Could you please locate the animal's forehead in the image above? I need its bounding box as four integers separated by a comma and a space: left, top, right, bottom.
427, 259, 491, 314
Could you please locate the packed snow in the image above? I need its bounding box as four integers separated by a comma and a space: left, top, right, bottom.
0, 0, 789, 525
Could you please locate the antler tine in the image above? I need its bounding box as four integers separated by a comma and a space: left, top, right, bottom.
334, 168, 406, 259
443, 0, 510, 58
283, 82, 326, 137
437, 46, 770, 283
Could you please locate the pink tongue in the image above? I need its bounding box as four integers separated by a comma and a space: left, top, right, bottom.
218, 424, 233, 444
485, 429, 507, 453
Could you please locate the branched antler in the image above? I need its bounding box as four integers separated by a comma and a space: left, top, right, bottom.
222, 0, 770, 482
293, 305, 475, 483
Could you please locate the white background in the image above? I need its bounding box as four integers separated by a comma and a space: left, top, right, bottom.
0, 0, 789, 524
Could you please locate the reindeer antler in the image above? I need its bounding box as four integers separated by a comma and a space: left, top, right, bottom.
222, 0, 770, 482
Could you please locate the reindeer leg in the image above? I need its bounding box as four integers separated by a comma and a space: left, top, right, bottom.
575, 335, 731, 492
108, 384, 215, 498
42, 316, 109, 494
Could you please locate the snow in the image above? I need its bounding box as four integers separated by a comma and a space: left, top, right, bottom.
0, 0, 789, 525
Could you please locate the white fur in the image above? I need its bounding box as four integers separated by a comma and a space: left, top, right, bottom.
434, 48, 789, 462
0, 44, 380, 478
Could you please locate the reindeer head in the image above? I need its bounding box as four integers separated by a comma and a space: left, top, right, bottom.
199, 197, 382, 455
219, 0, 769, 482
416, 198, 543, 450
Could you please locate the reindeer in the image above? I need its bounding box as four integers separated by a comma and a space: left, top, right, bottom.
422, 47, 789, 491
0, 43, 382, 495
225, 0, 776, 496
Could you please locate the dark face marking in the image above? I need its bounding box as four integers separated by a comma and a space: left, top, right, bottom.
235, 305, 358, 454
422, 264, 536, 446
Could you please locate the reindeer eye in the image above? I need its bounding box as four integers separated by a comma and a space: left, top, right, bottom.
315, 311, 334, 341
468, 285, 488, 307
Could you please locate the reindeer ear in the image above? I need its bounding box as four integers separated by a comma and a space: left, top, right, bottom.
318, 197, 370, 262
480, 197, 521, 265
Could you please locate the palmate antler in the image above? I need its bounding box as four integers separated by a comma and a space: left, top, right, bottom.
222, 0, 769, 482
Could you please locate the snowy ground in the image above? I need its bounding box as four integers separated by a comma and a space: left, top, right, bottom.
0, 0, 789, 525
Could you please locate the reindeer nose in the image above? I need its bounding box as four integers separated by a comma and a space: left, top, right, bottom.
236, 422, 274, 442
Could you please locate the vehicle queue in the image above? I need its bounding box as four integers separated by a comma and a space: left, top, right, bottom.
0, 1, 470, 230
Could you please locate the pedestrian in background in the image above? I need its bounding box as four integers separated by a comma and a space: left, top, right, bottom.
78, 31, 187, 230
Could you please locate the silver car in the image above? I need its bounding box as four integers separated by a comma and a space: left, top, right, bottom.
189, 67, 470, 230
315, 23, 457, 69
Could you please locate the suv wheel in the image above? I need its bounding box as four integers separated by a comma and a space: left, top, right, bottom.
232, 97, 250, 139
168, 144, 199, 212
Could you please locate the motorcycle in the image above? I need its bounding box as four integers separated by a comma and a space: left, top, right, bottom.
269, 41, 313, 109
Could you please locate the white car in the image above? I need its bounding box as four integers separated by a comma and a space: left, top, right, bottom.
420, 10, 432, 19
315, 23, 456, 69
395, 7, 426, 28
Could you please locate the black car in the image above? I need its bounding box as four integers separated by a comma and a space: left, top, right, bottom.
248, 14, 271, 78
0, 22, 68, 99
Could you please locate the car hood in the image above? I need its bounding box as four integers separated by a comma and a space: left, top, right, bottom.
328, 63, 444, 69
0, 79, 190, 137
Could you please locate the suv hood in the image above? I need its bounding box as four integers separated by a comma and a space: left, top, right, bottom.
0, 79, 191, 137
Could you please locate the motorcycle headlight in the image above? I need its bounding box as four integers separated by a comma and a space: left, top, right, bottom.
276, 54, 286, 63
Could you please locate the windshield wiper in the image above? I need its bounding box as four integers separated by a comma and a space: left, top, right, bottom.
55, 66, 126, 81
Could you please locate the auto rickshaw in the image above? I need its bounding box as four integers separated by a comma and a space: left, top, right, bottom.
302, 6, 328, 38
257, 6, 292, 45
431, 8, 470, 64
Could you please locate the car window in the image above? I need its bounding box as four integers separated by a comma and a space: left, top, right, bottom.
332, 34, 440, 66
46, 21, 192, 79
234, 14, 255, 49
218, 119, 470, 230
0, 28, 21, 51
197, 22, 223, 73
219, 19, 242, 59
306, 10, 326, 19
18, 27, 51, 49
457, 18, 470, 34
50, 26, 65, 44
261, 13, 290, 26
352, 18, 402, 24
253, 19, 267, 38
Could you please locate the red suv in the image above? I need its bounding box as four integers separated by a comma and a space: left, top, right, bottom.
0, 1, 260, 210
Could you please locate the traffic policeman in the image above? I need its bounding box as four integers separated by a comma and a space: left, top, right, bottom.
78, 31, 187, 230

### To be done
Copy all of the material above word for word.

### Complete answer
Could you please locate the animal's forehead in the image above? I need its bounding box as four integers separated by a comma and a space: left, top, right, bottom.
427, 259, 491, 314
Could you please locate the packed snow in the image above? I need its bounding box as four integers separated by a comma and a space: left, top, right, bottom.
0, 0, 789, 525
Could you please locate the antler tine in the image above? I need its bounding box as four integers separated by a comma and a space: left, top, right, bottom.
334, 168, 406, 259
443, 0, 510, 58
283, 82, 326, 137
437, 46, 770, 283
Could you please locate the pink tongue in the image above? I need its bounding box as four integers separated by a comma and a space: left, top, right, bottom.
218, 424, 233, 444
485, 429, 507, 453
Could you please locate the branched antler in the image above? I need its bounding box as four integers separated by a comma and a space: left, top, right, bottom.
222, 0, 770, 482
293, 305, 475, 483
Could you please locate the white background in the image above? I need its bounding box as four integers separated by a comma and a space: left, top, right, bottom.
0, 0, 789, 524
Could you please locate the reindeer antler in the image above? I need its bounding box as four integers separated by a comma and a space: left, top, right, bottom.
222, 0, 770, 482
Could you please locate the reindeer leg in the image above? I need its bounding box as four integers separated by a comma and a space: left, top, right, bottom.
575, 335, 731, 492
108, 384, 215, 498
42, 316, 109, 494
Could you please locate the snow in the image above? I need its bounding box as four integers separated by a comma and a space: left, top, right, bottom.
0, 0, 789, 525
Could you please locate the white fur in the image above? I need its bounding box as four integers separated by a comma and a space: left, top, right, bottom.
434, 48, 789, 462
0, 44, 380, 478
Could you please locate the reindeer head in the image above? I need its bounding box as four integers separated by a comma and a space: left, top, right, bottom.
199, 197, 382, 455
219, 0, 769, 482
416, 198, 543, 450
Could you please locate the reindeer in the image above? I need its bounding box as four integers separated by a comma and a space: left, top, right, bottom.
422, 47, 789, 491
0, 43, 382, 495
225, 0, 776, 496
Could you please locate the dark face marking in the image above? I need its bounding box as four integers separated by a comma and a space: left, top, right, bottom.
235, 305, 358, 454
422, 264, 536, 446
Could you please locate the reindeer eye in the image above? I need its bounding box as four integers separated by a comma and a space: left, top, right, bottom.
315, 311, 334, 341
468, 285, 488, 307
Could you please locate the reindeer ear in the image above? I need its bounding box as four integers separated by a comma and a space: left, top, right, bottom.
318, 197, 370, 262
480, 197, 521, 265
Could you please locate the palmate antler in the image above? I need its bounding box as four integers separated by a comma and a space: left, top, right, bottom.
222, 0, 769, 482
Could you please locate the snowy ground in the image above? I need its bounding box as four integers separated by a comma and a space: left, top, right, bottom.
0, 0, 789, 525
Could you please locate the reindeer nose in the image above? I need its bounding box as four integers separated by a comma and a space: left, top, right, bottom.
236, 422, 274, 442
Could you please locate the vehicle queue in the image above? I need its bounding box as four integers separated by a comma and a space: left, top, right, bottom.
0, 1, 470, 230
Could you please locate the pedestrian in background in the image above? I need its bounding box as four integers separated by a comma and a space: left, top, right, bottom.
78, 31, 187, 230
Could you please locate the silver car in the image above? I need its bounding box as four integers separated by a comma and a space: left, top, right, bottom.
189, 67, 470, 230
315, 23, 457, 69
Could you please locate the suv wheel in the image above? I need its bounding box as four integers separated by a comma and a space: left, top, right, bottom.
232, 97, 250, 139
168, 144, 199, 212
Could you please locate the motorcycle in the image above? I need its bounding box as four integers separated by a comma and a space: left, top, right, bottom.
269, 41, 313, 109
Could you please locate the white car in the image above? I need its bounding box as four integers separated by a comma and a space: left, top, right, bottom.
420, 10, 432, 19
315, 23, 456, 69
395, 7, 426, 28
Could you please locate the black car in the image above? I need its bounding box as four integers separated by a comma and a space: left, top, right, bottom.
248, 14, 271, 78
0, 22, 68, 99
Could you please locate the car hood in the image above? I need its bounding box as four integers separated by a comma and a space: left, top, right, bottom.
328, 63, 444, 69
0, 79, 190, 137
Could you please locate the suv hood in the image above? I need its bounding box as four integers separated by a comma and a space: left, top, right, bottom.
0, 79, 191, 137
Could you please locate the motorcycle headlight in the image above? I need its bounding box as four integers separated by a comma and a space: left, top, right, bottom.
276, 54, 286, 63
Could you please locate the windshield wiper in the image above? I need its bounding box as four integers separated by a comma and a space: left, top, right, bottom.
55, 66, 126, 81
Could you please locate the auto rickshaw in the image above? I need its bounding box as four integers separated by a comma and a space: left, top, right, bottom.
302, 6, 328, 38
257, 6, 292, 45
431, 8, 470, 64
Could you please locate the car window in the image above? I need its bounding box as four integers separated by a comma and a space: left, top, right, bottom.
332, 34, 440, 66
46, 21, 192, 79
234, 14, 255, 49
218, 119, 470, 230
0, 28, 21, 51
197, 22, 223, 73
219, 19, 242, 59
306, 10, 326, 19
18, 27, 51, 49
457, 18, 470, 34
50, 26, 65, 44
261, 13, 290, 26
352, 18, 402, 24
253, 19, 267, 38
Could you please locate the red suv in the image above? I need its bounding box as four integers separated by a comma and a space: left, top, right, bottom.
0, 1, 260, 210
Could you please locate the traffic policeman in the image above? I need its bounding box as four integers separated by a comma and a space: left, top, right, bottom.
78, 31, 187, 230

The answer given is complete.